* **WORK TO COMPLETE**
Carry on the forum thread below about .NET schedulers, picking up right after its final sentence.

* **QUOTED PASSAGE**
★ ★ ★ ★

24

Stephen Toub blogged that

Both SynchronizationContext and TaskScheduler are abstractions that represent a “scheduler”, something that you give some work to, and it determines when and where to run that work. There are many different forms of schedulers. For example, the ThreadPool is a scheduler: you call ThreadPool.QueueUserWorkItem to supply a delegate to run, that delegate gets queued, and one of the ThreadPool’s threads eventually picks up and runs that delegate. Your user interface also has a scheduler: the message pump.

So System.Reactive.Concurrency.EventLoopScheduler, Dispatcher, ThreadPool, TaskScheduler, SyncrhonizationContext, and IScheduler implementations of Reactive Extensions are all "schedulers" in that sense.

What is the difference between them?

Why were they all necessary? I think I get EventLoop, Dispatcher, ThreadPool. IScheduler are also well explained.
But TaskScheduler and SyncrhonizationContext still not clear to me.

Stephen Cleary's excellent article explains SyncrhonizationContext, and I think I get it. Why then we needed TaskScheduler, is not clear.

Please explain or point to a source.

  • There might be a number of reasons, as Answers suggest. One another that is not mentioned yet I found in this MSDN Blog article: blogs.msdn.com/b/pfxteam/archive/2012/01/20/10259082.aspx It says that SyncrhonizationContext.Post asyncronous method does not provide notification when the work item is executed. The article suggests how to add an extension method that uses TaskCompletionSource to return a Task. – Michael Kariv Mar 6 '12 at 19:37
11

Each platform has it's own "scheduler" and they have their own abstractions around them. e.g. WinForms uses a message pump. WPF uses another message pump abstracted within "Dispatcher". A ThreadPool is another "scheduler" abstracted within "ThreadPool". These (and some others) are lower-level schedulers.

★ ★ ★ ★

* **DATA SECTION**
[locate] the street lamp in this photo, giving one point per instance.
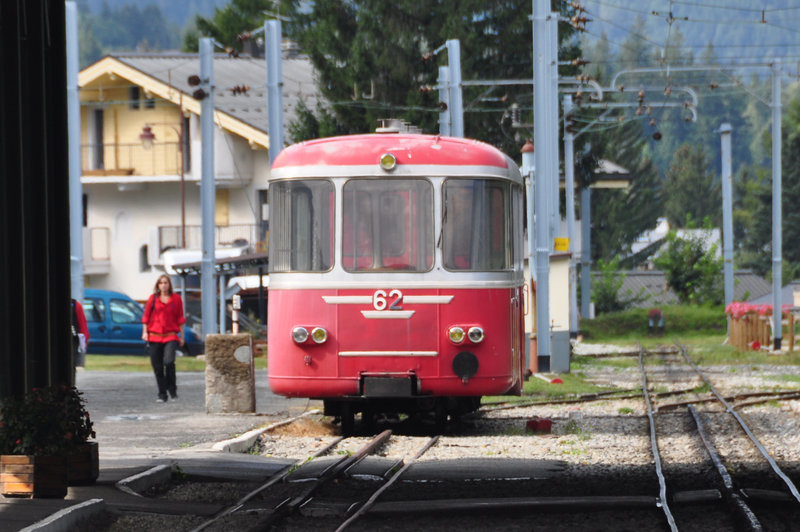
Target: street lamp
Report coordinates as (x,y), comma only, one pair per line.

★ ★ ★ ★

* **EXERCISE RESULT**
A Task and a TaskScheduler would like the user of a Task to not have to think about scheduling tasks at these lower levels (you can of course, in an abstracted way). You should be able to start a task and an ambient "scheduler" should take care of it. For example, TaskFactory.StartNew(()=>{LengthyOperation()}) should work regardless of what platform I'm running under. That's where a SynchronizationContext comes in. It knows about what lower-level schedulers are involved in the currently running framework. That is passed along to a TaskScheduler and that scheduler can both schedule tasks (possibly on to the ThreadPool) and schedule continuations through the lower-level scheduler associated with the currently running framework (see SynchronizationContext) to maintain synchronization requirements. e.g. although you'd like your Task to run in the ThreadPool, you may want a continuation to run in the UI thread.

It's important to know that the TaskScheduler is a abstraction of multiple other schedulers. This isn't the only reason it exists, but one of the reasons for this "extra" abstraction".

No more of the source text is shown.